### MATERIAL

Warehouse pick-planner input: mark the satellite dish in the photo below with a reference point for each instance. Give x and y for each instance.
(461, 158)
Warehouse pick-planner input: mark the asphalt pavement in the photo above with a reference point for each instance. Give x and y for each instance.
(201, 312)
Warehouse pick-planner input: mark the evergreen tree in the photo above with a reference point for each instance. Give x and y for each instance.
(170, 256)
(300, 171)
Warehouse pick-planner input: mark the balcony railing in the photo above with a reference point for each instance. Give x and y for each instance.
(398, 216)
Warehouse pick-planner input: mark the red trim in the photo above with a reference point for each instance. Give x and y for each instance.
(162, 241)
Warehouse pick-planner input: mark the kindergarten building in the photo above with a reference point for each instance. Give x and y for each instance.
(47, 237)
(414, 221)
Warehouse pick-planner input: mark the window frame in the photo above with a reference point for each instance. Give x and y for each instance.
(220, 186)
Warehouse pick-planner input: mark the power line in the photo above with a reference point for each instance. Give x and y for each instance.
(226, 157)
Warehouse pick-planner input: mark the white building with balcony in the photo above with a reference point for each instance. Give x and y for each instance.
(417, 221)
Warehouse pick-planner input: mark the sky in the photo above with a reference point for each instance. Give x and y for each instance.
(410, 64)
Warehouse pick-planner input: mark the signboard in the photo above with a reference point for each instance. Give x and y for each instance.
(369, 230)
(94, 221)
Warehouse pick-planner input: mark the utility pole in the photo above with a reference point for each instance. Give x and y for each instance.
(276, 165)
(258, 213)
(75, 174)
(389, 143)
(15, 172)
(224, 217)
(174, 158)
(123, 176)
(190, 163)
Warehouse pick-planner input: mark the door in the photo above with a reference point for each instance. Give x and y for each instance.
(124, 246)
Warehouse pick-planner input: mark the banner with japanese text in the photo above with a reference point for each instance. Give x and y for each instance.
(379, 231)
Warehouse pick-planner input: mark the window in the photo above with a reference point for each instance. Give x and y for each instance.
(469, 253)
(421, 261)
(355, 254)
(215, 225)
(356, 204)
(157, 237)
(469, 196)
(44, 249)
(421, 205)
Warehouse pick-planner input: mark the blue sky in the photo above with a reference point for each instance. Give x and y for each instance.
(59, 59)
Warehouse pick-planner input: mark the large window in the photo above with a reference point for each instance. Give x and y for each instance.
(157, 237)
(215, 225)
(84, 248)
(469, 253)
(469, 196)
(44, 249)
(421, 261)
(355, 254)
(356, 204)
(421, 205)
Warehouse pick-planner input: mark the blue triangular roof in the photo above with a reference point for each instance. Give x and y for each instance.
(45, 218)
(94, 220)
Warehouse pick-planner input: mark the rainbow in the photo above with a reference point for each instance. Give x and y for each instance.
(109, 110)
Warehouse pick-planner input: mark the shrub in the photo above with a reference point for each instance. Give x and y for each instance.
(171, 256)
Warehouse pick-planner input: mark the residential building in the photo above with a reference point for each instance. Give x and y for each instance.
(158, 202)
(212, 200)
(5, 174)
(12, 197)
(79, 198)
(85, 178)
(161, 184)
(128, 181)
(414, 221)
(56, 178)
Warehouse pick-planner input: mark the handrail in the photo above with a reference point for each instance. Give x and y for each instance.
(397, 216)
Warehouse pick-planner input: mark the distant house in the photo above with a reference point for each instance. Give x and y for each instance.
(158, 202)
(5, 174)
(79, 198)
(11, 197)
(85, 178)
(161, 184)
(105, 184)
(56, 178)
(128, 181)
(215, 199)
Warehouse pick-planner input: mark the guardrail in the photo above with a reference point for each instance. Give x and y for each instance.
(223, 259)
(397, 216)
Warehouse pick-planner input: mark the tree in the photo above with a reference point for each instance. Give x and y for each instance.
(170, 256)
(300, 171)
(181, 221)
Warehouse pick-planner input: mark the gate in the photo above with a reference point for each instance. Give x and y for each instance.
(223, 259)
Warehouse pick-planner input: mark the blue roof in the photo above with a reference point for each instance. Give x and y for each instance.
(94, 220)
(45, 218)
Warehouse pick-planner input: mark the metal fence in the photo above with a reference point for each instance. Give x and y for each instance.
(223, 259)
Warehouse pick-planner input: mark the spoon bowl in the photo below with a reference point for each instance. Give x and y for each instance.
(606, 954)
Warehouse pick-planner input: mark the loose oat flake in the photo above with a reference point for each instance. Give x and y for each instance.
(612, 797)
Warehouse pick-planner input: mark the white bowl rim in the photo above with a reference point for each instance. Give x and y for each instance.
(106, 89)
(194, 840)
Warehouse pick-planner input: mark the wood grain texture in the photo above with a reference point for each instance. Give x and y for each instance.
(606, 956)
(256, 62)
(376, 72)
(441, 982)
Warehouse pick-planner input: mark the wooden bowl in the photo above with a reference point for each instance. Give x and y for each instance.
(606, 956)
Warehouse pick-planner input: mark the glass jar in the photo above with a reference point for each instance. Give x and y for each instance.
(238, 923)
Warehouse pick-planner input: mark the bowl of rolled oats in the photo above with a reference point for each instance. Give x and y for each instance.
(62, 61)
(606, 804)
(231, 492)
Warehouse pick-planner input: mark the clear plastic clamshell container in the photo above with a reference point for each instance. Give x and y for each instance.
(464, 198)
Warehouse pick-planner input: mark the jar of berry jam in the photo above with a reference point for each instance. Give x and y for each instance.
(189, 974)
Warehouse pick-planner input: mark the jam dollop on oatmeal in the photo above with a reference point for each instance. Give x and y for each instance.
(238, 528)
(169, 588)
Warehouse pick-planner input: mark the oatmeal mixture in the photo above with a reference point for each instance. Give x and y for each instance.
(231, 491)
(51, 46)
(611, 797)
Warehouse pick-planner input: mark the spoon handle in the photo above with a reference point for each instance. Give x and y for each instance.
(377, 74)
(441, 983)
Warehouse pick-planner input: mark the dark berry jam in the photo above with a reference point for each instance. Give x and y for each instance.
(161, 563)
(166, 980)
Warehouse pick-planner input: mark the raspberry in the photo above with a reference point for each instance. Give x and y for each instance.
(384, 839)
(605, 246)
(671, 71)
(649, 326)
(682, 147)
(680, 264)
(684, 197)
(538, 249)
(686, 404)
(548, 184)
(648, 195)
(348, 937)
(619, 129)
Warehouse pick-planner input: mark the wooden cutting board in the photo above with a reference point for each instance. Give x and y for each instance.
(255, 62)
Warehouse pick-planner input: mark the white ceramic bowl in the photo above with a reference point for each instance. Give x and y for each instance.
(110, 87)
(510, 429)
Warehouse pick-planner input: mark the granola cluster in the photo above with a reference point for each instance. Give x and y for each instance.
---
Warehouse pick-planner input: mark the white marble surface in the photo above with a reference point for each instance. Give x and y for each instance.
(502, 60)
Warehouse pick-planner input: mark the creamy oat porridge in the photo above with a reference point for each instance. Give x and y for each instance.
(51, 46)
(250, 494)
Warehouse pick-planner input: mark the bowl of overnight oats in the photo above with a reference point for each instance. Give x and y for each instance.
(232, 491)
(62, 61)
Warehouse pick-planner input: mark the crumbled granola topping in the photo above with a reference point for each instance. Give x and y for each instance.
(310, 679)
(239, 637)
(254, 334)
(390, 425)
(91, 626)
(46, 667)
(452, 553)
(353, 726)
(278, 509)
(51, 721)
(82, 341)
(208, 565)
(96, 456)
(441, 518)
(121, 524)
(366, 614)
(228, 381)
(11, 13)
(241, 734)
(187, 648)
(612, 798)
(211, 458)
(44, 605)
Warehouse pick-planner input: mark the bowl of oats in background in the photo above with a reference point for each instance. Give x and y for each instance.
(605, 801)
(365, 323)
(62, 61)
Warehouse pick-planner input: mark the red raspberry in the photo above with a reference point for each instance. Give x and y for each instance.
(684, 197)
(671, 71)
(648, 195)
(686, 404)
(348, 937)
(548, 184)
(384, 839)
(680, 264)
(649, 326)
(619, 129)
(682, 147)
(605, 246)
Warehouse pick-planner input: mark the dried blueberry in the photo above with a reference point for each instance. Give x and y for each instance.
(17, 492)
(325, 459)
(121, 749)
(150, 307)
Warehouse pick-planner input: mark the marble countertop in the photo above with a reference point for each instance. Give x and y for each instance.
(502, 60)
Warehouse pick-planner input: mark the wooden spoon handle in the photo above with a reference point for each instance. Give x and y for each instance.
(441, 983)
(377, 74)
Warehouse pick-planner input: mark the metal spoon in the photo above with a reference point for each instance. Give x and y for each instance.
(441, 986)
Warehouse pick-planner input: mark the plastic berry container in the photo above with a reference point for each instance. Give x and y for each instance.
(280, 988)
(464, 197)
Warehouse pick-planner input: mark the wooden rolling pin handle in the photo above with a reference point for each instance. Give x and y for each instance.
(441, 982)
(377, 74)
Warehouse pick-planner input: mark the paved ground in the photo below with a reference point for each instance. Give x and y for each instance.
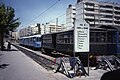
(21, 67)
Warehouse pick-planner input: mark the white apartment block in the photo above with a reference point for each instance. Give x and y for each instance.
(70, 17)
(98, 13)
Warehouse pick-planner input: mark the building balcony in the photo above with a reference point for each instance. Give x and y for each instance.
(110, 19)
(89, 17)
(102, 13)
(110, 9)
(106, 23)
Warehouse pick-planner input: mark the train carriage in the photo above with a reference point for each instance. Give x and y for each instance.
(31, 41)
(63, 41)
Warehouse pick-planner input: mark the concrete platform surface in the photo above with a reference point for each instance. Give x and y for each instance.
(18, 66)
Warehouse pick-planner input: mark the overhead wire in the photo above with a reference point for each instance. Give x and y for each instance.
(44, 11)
---
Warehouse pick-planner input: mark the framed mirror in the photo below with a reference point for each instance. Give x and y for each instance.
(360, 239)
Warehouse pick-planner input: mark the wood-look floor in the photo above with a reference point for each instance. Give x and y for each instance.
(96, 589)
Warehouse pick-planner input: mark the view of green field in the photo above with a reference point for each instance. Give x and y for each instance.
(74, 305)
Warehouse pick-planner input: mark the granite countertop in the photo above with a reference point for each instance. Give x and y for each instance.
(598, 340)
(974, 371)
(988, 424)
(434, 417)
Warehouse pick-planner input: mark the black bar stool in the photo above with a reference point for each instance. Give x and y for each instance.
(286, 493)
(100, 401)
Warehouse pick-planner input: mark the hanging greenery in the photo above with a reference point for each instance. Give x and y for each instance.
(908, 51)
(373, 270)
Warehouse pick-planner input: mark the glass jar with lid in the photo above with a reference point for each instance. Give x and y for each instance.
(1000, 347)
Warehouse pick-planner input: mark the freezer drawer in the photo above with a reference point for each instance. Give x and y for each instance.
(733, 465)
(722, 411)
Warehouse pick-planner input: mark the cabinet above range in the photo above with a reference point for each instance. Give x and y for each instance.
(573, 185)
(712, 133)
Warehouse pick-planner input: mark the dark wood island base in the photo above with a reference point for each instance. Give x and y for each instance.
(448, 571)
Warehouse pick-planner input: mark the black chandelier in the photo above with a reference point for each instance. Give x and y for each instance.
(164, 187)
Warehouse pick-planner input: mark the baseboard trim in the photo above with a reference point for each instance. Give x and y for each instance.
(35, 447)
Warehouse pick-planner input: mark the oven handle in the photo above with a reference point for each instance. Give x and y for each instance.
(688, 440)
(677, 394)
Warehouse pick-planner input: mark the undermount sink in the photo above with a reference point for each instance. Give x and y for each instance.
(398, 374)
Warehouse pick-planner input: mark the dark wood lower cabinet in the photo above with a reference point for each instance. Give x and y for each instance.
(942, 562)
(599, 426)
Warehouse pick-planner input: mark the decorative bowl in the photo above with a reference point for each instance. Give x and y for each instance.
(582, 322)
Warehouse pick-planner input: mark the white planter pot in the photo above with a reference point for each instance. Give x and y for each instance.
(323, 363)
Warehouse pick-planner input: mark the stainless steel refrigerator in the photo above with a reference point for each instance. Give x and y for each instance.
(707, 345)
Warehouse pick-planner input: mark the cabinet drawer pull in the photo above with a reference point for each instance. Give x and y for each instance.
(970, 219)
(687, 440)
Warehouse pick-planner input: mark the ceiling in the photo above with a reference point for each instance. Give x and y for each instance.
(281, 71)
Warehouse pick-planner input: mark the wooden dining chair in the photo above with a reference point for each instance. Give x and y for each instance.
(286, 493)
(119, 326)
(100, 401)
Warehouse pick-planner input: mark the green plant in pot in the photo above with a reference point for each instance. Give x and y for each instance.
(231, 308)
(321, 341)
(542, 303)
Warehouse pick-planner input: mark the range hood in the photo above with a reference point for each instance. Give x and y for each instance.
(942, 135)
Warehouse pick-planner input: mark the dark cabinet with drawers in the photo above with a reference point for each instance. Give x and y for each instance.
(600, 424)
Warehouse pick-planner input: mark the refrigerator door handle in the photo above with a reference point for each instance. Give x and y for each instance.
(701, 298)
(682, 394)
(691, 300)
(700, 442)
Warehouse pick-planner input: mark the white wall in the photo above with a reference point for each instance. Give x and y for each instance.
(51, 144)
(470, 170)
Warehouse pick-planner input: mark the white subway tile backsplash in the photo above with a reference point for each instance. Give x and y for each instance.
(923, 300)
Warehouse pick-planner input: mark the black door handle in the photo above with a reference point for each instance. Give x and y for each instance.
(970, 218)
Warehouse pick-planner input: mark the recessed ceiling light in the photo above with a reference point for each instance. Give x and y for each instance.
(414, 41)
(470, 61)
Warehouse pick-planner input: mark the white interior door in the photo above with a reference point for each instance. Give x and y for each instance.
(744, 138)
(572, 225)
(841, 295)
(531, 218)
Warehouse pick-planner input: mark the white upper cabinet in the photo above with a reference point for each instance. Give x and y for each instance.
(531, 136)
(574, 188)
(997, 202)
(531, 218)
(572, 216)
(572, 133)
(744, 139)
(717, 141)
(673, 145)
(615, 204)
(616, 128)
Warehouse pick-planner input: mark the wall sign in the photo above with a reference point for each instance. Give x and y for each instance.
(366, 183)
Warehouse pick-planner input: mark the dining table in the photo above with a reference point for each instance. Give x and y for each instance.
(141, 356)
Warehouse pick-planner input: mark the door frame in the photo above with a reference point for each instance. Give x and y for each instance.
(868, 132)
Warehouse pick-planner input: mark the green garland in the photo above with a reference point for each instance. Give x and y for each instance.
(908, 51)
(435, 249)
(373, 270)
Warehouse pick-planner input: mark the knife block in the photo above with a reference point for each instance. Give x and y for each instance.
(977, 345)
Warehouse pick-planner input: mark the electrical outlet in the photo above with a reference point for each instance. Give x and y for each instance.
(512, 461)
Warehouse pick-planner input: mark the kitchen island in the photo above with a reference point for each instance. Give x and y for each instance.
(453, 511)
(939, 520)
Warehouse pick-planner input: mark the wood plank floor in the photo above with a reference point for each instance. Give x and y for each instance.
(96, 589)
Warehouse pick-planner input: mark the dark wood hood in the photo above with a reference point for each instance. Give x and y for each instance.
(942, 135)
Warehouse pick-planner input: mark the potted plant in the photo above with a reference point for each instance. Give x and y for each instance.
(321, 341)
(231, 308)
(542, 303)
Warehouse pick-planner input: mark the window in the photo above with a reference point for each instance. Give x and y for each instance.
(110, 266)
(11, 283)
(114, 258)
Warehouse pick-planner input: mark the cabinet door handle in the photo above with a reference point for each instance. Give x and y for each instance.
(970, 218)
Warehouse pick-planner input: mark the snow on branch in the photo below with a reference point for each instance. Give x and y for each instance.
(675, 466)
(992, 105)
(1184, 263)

### EXERCISE
Collect every line of the entries above that contains the word "metal", and copy each one out in full. Matches must have the same capitalization.

### RESPONSE TO THIS TASK
Warehouse pick-planner input: mark the metal fence in the photo above with a reference point for each instance. Give x and y for each instance.
Warehouse pick-planner input: mark the metal spoon in the photo above with a reference point for each instance. Give x and y for each instance.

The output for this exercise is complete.